WASHINGTON — A $1.9 trillion coronavirus relief and economic stimulus bill proposed by President Joe Biden could more than triple federal aid to Nevada because of changes in funding formulas and money added for economic development in tourism-reliant cities, Rep. Dina Titus said.
The Biden bill includes more federal funds for states and cities than the CARES Act did last year, but changes in the formula to divvy up that spending — to include unemployment rates — could mean a bigger slice of the pie for Nevada, which has one of the highest jobless rates in the nation.
Nevada could see $3.9 billion in federal funds if the bill is passed, more than three times the $1.25 billion it received in 2020, Titus, D-Nev., who led the effort to change the formula to include unemployment rates along with population when calculating aid, said Wednesday.
With the changes, Las Vegas would get about $121 million, with $50 million for Reno, $43 million for North Las Vegas, $34 million for Henderson and about $16 million for Sparks.
Clark County would receive roughly $443 million if the new formula stands, Titus said.
Titus said the American Rescue Plan proposed by Biden with the new formula, and the easing of restrictions in Nevada, would greatly benefit the state.
“That’ll be kind of like two shots in the arm plus the vaccine. So that’s a good thing,” Titus said in an interview with the Review-Journal.
Help for economic development
Also in the Biden bill is $3 billion for the Economic Development Administration for grants to assist communities. Of that, $450 million is dedicated to communities with heavy job losses in the travel and tourism sector, such as Las Vegas, Reno and other Nevada communities that rely heavily on tourism.
“That’s the first time that’s ever been done,” Titus said of the language that specifies aid for cities where travel and tourism are key industries.
Titus, chairwoman of the House Transportation and Infrastructure subcommittee on economic development, helped tuck the grant funding into the bill, which will be the first coronavirus relief package to include money for the Economic Development Administration.

### Your instructions
Answer these questions using the article about Nevada's federal aid.
1. How much federal aid did Nevada receive in 2020?
2. Roughly how much would Clark County receive if the new formula stands?
3. Of the $3 billion for the Economic Development Administration, how much is dedicated to communities with heavy job losses in the travel and tourism sector?
Rely only on the article about Nevada's federal aid.

### Data supplied
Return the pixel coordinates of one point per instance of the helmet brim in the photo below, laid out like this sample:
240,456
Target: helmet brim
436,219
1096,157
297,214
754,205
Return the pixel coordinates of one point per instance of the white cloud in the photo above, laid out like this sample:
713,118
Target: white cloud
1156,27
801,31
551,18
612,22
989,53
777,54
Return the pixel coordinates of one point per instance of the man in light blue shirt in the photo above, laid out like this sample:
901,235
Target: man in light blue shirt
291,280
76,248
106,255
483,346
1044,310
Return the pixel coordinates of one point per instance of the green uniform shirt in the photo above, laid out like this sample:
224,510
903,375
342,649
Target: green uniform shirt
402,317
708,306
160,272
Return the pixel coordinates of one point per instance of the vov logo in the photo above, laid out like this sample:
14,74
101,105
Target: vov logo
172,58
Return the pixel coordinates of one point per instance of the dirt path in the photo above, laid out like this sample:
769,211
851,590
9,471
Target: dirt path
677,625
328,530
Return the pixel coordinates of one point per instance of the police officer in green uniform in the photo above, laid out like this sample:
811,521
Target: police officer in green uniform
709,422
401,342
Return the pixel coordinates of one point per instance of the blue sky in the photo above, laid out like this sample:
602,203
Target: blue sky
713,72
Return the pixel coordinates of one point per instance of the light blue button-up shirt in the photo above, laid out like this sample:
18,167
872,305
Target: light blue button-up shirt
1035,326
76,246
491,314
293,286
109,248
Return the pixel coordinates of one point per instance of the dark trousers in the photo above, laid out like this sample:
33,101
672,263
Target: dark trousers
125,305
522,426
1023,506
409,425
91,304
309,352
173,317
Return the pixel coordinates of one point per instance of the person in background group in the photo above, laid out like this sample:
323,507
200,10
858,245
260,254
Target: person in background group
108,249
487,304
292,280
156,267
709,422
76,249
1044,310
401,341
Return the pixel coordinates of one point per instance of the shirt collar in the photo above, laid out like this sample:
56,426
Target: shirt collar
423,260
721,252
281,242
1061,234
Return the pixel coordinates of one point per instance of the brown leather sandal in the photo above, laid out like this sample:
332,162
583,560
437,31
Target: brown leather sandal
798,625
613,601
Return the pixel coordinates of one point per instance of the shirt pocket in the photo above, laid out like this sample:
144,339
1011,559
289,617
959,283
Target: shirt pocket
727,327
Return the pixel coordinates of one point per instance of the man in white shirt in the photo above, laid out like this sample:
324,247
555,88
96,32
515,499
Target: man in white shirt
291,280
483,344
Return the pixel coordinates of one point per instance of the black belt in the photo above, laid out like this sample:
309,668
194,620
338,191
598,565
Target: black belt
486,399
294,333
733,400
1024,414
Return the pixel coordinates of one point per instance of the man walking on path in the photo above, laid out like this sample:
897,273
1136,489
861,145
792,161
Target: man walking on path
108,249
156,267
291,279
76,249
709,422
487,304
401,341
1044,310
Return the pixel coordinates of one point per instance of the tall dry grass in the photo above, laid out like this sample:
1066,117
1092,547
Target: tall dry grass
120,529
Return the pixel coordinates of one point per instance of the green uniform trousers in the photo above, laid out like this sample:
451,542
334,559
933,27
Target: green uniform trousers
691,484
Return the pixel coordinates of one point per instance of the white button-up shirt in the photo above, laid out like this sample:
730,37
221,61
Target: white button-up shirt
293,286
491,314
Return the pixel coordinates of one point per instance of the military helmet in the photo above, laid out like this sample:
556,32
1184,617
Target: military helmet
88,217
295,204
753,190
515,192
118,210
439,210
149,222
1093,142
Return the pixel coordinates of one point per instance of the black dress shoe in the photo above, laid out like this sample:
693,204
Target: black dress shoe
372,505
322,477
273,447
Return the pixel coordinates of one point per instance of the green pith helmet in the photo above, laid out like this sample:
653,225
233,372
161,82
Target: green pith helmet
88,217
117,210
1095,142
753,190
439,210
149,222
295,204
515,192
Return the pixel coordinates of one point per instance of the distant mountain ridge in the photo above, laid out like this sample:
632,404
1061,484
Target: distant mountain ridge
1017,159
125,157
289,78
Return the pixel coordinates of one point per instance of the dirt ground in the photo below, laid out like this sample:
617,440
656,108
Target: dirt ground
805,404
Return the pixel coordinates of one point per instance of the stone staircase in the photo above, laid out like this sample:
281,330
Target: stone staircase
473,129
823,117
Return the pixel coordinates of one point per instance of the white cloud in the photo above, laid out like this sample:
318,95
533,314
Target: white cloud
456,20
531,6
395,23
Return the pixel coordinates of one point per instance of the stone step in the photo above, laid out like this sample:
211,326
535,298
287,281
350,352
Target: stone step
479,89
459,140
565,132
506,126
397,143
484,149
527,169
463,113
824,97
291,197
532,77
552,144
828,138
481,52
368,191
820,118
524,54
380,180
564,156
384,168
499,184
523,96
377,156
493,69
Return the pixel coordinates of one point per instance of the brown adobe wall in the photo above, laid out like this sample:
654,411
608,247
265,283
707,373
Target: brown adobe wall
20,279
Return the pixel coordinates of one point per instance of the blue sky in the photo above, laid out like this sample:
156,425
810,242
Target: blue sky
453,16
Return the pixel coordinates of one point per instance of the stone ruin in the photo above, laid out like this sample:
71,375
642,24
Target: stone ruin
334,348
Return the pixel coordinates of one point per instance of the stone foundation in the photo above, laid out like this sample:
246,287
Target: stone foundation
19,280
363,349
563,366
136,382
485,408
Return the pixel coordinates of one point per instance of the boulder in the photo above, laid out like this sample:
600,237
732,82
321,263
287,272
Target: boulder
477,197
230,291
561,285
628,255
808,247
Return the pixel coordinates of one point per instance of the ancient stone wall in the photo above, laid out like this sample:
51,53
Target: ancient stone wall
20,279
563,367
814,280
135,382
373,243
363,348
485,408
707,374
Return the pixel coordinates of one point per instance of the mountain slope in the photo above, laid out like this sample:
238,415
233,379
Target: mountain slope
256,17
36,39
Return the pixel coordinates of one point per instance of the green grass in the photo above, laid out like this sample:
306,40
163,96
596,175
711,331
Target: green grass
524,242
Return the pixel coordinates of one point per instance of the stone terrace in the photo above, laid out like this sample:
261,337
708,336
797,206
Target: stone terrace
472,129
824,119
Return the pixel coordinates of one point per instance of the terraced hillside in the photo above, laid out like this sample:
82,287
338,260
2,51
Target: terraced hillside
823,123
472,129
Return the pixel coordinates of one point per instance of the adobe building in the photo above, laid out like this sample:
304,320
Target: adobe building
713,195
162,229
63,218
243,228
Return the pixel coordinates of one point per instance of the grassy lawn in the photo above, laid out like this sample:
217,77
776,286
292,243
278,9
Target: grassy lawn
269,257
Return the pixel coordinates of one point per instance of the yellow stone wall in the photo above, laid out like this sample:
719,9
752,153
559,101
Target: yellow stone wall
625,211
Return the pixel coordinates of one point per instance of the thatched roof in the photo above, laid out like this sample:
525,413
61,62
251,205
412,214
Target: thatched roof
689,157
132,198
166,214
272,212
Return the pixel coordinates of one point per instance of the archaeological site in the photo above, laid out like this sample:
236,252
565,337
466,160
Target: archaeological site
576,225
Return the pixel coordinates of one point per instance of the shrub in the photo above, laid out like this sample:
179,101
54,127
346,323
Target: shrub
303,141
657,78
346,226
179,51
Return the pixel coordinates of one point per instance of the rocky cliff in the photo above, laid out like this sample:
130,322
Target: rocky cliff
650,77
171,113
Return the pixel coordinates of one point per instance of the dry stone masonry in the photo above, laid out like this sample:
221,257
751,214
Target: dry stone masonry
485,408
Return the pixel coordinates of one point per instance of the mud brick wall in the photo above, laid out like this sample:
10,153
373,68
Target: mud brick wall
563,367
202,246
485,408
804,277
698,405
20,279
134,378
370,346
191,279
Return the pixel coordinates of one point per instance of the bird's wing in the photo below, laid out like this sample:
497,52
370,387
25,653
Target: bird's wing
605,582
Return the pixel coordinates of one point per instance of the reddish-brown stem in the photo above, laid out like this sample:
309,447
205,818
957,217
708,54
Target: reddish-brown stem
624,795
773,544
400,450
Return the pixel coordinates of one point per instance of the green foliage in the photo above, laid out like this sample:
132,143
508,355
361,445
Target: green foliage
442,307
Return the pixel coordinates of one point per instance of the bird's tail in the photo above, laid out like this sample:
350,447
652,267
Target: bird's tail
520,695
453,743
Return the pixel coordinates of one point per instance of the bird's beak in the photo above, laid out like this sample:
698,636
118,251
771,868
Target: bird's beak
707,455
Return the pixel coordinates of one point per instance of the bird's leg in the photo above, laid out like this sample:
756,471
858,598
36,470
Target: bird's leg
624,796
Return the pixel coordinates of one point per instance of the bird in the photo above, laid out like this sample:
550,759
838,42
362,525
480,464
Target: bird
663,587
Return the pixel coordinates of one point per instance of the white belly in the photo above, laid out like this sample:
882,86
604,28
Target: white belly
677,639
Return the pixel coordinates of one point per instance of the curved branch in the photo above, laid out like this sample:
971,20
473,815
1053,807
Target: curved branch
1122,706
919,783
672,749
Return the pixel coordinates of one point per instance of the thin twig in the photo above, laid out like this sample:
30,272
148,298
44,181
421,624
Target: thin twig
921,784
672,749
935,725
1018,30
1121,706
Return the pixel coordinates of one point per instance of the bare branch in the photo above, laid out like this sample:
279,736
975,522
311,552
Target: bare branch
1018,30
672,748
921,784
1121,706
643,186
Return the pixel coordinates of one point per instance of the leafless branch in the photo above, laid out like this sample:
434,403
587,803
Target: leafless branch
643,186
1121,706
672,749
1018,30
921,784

### Exercise response
1. $1.25 billion
2. Roughly $443 million
3. $450 million